-- START OF RECORDS SHOWN --

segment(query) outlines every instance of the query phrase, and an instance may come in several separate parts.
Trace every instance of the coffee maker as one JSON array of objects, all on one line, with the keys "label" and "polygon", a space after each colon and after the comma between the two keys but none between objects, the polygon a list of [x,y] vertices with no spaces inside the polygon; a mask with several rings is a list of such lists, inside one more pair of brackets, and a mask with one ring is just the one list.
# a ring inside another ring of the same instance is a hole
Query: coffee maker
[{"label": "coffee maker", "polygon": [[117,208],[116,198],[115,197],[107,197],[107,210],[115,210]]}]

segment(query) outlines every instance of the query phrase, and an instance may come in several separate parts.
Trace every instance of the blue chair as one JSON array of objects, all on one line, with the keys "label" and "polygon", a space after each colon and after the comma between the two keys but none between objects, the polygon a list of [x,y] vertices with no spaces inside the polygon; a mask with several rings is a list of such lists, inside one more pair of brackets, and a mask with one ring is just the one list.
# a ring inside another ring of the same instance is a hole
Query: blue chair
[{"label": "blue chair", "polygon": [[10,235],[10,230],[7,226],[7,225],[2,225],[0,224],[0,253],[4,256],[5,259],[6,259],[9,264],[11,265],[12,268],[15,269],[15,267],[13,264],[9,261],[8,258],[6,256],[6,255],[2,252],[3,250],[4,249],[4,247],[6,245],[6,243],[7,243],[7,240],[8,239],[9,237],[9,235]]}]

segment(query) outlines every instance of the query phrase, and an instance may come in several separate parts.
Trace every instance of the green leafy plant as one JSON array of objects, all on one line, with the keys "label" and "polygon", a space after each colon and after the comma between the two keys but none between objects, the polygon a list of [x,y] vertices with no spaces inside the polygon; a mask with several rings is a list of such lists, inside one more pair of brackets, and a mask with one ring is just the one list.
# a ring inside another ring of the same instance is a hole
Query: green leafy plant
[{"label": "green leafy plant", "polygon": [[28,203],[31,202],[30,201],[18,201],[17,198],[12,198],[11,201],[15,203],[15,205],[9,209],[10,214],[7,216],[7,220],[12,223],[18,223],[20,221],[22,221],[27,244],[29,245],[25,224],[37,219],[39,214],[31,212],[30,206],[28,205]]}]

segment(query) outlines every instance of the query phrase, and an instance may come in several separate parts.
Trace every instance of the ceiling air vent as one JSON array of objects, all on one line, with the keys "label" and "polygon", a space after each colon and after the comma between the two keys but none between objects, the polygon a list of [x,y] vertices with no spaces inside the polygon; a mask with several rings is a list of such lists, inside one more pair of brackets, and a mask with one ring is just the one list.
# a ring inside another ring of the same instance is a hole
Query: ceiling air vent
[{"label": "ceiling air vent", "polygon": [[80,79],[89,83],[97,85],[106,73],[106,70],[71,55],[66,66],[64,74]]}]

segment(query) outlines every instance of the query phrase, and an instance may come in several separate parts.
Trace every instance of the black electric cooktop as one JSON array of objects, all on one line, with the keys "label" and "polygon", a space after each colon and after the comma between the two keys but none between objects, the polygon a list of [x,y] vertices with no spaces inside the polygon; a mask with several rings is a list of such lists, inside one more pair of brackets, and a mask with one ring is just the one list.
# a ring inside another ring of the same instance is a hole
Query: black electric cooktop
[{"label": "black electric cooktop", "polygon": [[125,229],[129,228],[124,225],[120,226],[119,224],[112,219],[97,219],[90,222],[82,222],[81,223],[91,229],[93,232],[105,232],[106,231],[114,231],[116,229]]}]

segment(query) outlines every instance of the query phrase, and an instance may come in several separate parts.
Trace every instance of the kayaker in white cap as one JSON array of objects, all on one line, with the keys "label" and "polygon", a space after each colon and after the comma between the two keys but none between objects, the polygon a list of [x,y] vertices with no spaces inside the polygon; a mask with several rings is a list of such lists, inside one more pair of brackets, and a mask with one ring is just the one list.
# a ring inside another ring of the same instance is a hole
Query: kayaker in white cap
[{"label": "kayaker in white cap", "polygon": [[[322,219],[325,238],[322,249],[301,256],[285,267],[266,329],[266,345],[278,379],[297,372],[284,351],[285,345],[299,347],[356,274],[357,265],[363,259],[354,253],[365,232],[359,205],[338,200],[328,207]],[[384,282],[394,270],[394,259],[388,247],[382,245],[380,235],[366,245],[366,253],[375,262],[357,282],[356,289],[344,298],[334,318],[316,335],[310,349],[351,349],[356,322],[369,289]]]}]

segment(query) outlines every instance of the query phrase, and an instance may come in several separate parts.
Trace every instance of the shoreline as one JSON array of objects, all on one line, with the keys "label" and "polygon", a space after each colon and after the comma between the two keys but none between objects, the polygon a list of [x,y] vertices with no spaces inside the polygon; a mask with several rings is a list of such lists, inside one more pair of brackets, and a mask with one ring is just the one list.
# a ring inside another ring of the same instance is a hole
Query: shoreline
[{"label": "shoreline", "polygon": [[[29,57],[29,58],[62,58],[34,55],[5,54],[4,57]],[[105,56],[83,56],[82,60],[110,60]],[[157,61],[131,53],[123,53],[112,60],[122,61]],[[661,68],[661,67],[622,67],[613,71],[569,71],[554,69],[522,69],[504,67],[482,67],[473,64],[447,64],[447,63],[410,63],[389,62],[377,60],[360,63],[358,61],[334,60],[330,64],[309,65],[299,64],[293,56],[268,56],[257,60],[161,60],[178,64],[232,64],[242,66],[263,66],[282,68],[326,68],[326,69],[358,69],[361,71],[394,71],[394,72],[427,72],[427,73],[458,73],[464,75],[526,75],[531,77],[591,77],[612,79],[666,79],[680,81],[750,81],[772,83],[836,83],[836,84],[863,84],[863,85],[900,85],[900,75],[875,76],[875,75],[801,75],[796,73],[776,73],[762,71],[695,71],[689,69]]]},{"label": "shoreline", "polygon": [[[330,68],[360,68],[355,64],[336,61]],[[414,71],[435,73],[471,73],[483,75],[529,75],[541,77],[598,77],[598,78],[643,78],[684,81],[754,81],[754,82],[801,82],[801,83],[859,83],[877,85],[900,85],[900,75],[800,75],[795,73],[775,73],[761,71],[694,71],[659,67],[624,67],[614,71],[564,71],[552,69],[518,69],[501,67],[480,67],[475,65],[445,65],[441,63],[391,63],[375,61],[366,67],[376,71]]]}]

-- END OF RECORDS SHOWN --

GIVEN INSTRUCTION:
Quote the material exactly, leaving nothing out.

FINISHED EXERCISE:
segment(query) outlines every instance of the query phrase, and an instance may come in several separate parts.
Trace every instance of the coffee maker as one JSON array of objects, all on one line, with the keys "label" and "polygon", a space after each colon and after the comma between the two keys but none between objects, the polygon a list of [x,y] vertices with no spaces inside the polygon; a mask with several rings is a list of such lists, inside one more pair of brackets, and a mask with one ring is just the one list.
# a ring inside another ring of the same instance is a hole
Query: coffee maker
[{"label": "coffee maker", "polygon": [[117,208],[116,198],[115,197],[107,197],[107,210],[115,210]]}]

segment(query) outlines every instance of the query phrase, and an instance may come in several separate parts.
Trace every instance of the blue chair as one JSON array of objects, all on one line, with the keys "label" and "polygon", a space after each colon and after the comma between the two keys but none between objects, the polygon a list of [x,y] vertices with no spaces inside the polygon; a mask with several rings is a list of such lists, inside one more pair of brackets, and a mask with one ring is just the one list.
# a ring inside another ring of the same instance is a hole
Query: blue chair
[{"label": "blue chair", "polygon": [[10,235],[10,230],[7,226],[7,225],[2,225],[0,224],[0,253],[4,256],[5,259],[6,259],[9,264],[11,265],[12,268],[15,269],[15,267],[13,264],[9,261],[8,258],[6,256],[6,255],[2,252],[3,250],[4,249],[4,247],[6,245],[6,243],[7,243],[7,240],[8,239],[9,237],[9,235]]}]

segment(query) outlines every instance of the query phrase, and an instance may come in several separate parts.
Trace every instance of the green leafy plant as one JSON array of objects, all on one line, with the keys "label" and "polygon", a space after each colon and after the comma between the two keys but none between objects, the polygon a list of [x,y] vertices with no spaces inside the polygon; a mask with several rings is a list of such lists, inside one more pair of brackets, and a mask with one ring is just the one list.
# a ring inside another ring of the same instance is a hole
Query: green leafy plant
[{"label": "green leafy plant", "polygon": [[28,203],[31,202],[30,201],[18,201],[17,198],[12,198],[11,201],[15,203],[15,205],[9,209],[10,214],[7,216],[7,220],[12,223],[18,223],[20,221],[22,221],[27,244],[29,245],[25,224],[37,219],[39,214],[31,212],[30,206],[28,205]]}]

segment(query) outlines every instance of the query phrase, and an instance may come in several separate parts.
Trace every instance of the ceiling air vent as one JSON array of objects, all on one line, with the keys "label" and "polygon", a space after each colon and after the comma between the two keys but none between objects, the polygon a list of [x,y] vertices with no spaces inside the polygon; a mask with several rings is a list of such lists, inside one more pair of brackets, and a mask with one ring is just the one list.
# a ring inside another ring of the same instance is a hole
Query: ceiling air vent
[{"label": "ceiling air vent", "polygon": [[80,79],[89,83],[97,85],[106,73],[106,70],[71,55],[66,66],[64,74]]}]

segment(query) outlines every instance of the query phrase, and an instance may come in several separate parts.
Trace every instance of the black electric cooktop as one JSON array of objects, all on one line, with the keys "label" and "polygon", a space after each colon and after the comma between the two keys but none between objects, the polygon a list of [x,y] vertices with no spaces inside the polygon; a mask with several rings is a list of such lists, inside one more pair of brackets, and a mask with one ring is just the one list.
# a ring inside another ring of the same instance is a hole
Query: black electric cooktop
[{"label": "black electric cooktop", "polygon": [[125,229],[129,228],[124,225],[120,226],[119,224],[112,219],[97,219],[90,222],[82,222],[81,223],[91,229],[93,232],[105,232],[106,231],[114,231],[116,229]]}]

segment(query) outlines every instance of the query phrase, and an instance may come in several separate parts.
Trace every instance of the kayaker in white cap as one JSON array of objects, all on one line, with the keys "label" and "polygon", a space after each colon and after the comma between the two keys but none between objects, the polygon a list of [x,y] vertices with no spaces inside the polygon; a mask with several rings is a list of such lists, inside one more pair of brackets, and a mask with one ring is just the one list.
# a ring inside another ring of the same instance is a hole
Query: kayaker in white cap
[{"label": "kayaker in white cap", "polygon": [[[322,219],[325,238],[322,249],[301,256],[285,267],[266,329],[266,345],[278,379],[297,372],[284,351],[285,345],[299,347],[356,274],[357,265],[363,259],[354,253],[365,232],[359,205],[338,200],[328,207]],[[384,282],[394,270],[394,259],[388,247],[382,245],[380,235],[366,245],[366,253],[375,262],[357,282],[356,289],[344,298],[334,318],[316,335],[310,349],[351,349],[356,322],[369,289]]]}]

segment(query) outlines every instance of the query phrase, and an instance may come in several separate parts.
Trace every instance of the shoreline as one JSON array of objects, all on one line, with the keys "label" and "polygon", a space after each colon and after the comma between the two keys but none between objects, the polygon a list of [x,y] vertices with no spaces inside the polygon; a mask with several rings is a list of such lists, inside one more pair of brackets, and a mask with one ring is just the one list.
# a ring inside another ring of the same instance is a hole
Query: shoreline
[{"label": "shoreline", "polygon": [[[29,57],[29,58],[62,58],[34,55],[5,54],[4,57]],[[105,56],[83,56],[82,60],[110,60]],[[157,61],[131,53],[123,53],[112,60],[122,61]],[[661,68],[661,67],[622,67],[613,71],[569,71],[554,69],[522,69],[504,67],[482,67],[473,64],[447,64],[447,63],[410,63],[389,62],[377,60],[360,63],[358,61],[334,60],[330,64],[309,65],[299,64],[293,56],[268,56],[257,60],[161,60],[178,64],[232,64],[242,66],[263,66],[282,68],[326,68],[326,69],[358,69],[361,71],[394,71],[394,72],[427,72],[427,73],[458,73],[464,75],[526,75],[531,77],[591,77],[612,79],[666,79],[680,81],[750,81],[772,83],[836,83],[836,84],[863,84],[863,85],[900,85],[900,75],[875,76],[875,75],[801,75],[796,73],[776,73],[762,71],[695,71],[689,69]]]},{"label": "shoreline", "polygon": [[[330,68],[360,68],[355,64],[336,61]],[[414,71],[435,73],[471,73],[483,75],[529,75],[541,77],[598,77],[598,78],[643,78],[684,81],[754,81],[754,82],[801,82],[801,83],[859,83],[877,85],[900,85],[900,75],[800,75],[795,73],[775,73],[761,71],[694,71],[659,67],[624,67],[614,71],[564,71],[552,69],[518,69],[501,67],[480,67],[475,65],[445,65],[441,63],[391,63],[375,61],[366,67],[376,71]]]}]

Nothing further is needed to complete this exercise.